Exercice donné 1 |
Dans les enregistrements, réécrivez s'il vous plaît uniquement la partie qui s'ouvre sur la ligne contenant "Where can the crashed" et se ferme sur celle contenant "[[78, 69], [115, 73]]", ces deux lignes comprises et demandes incluses. Augmentez de 100 chaque coordonnée figurant dans les réponses, sans toucher aux demandes ni à leurs modèles de format.

Extrait |
Un article qui n'est publié qu'en grec

Ce matin, je reçois la revue Dekata, où j'ai publié un article... qui apparaît en grec. C'est au point que je ne sais donc pas ce que j'ai écrit. Sauf que j'ai (évidemment) la version en français, que voici : 





De quelques courants culinaires et des raisons historiques et artistiques qui les sous-tendent
Hervé This


Comment l'art culinaire évolue-t-il, depuis la dernière guerre mondiale ? Comment pourra-t-il évoluer, dans les prochaines décennies ? Pourquoi l'évolution passée de cet art, et pourquoi l'évolution future que nous décrirons plus loin est-elle probable, à défaut d'être certaine ? Ce questionnement sera l'occasion de contribuer à supprimer bien des confusions, des fantasmes, en même temps que nous éclaireront les amateurs d'art (culinaire).

Exercice donné 2 |
Renvoyez tel quel le passage de l'extrait qui s'ouvre sur les mots "Un article qui" et se ferme sur "amateurs d'art (culinaire).".

Enregistrements fournis |
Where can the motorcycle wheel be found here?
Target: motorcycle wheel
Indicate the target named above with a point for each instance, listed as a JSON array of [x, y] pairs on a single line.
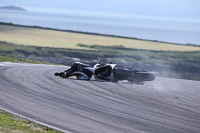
[[144, 76]]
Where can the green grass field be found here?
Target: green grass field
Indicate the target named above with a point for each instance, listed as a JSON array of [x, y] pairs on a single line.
[[13, 124], [62, 39]]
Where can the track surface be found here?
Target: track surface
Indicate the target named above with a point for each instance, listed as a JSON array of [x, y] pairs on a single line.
[[162, 106]]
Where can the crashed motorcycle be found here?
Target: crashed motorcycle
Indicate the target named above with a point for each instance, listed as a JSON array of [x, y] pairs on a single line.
[[78, 69], [115, 73]]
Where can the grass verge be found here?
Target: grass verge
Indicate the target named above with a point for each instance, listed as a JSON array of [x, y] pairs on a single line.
[[13, 124], [18, 60]]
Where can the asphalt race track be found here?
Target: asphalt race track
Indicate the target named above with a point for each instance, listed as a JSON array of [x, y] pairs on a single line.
[[69, 105]]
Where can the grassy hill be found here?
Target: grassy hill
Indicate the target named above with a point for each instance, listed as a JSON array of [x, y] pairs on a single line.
[[68, 39], [65, 47]]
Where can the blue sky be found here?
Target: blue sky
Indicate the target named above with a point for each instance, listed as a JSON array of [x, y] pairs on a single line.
[[165, 8]]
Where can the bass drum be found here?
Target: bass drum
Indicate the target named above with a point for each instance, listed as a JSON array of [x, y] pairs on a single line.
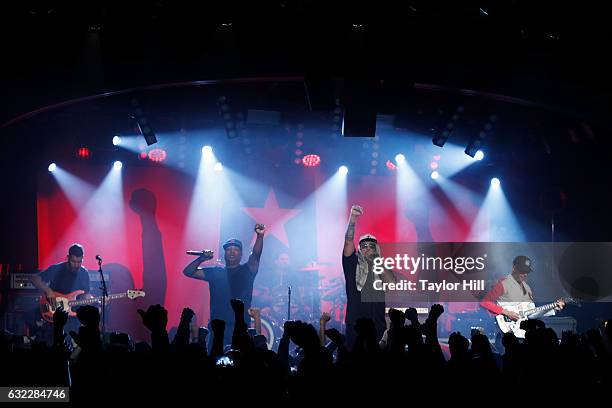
[[273, 332]]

Réponse complète 1 |
Where can the crashed motorcycle be found here?
Target: crashed motorcycle
Indicate the target named above with a point for each instance, listed as a JSON array of [x, y] pairs on a single line.
[[178, 169], [215, 173]]

Réponse complète 2 |
Un article qui n'est publié qu'en grec

Ce matin, je reçois la revue Dekata, où j'ai publié un article... qui apparaît en grec. C'est au point que je ne sais donc pas ce que j'ai écrit. Sauf que j'ai (évidemment) la version en français, que voici : 





De quelques courants culinaires et des raisons historiques et artistiques qui les sous-tendent
Hervé This


Comment l'art culinaire évolue-t-il, depuis la dernière guerre mondiale ? Comment pourra-t-il évoluer, dans les prochaines décennies ? Pourquoi l'évolution passée de cet art, et pourquoi l'évolution future que nous décrirons plus loin est-elle probable, à défaut d'être certaine ? Ce questionnement sera l'occasion de contribuer à supprimer bien des confusions, des fantasmes, en même temps que nous éclaireront les amateurs d'art (culinaire).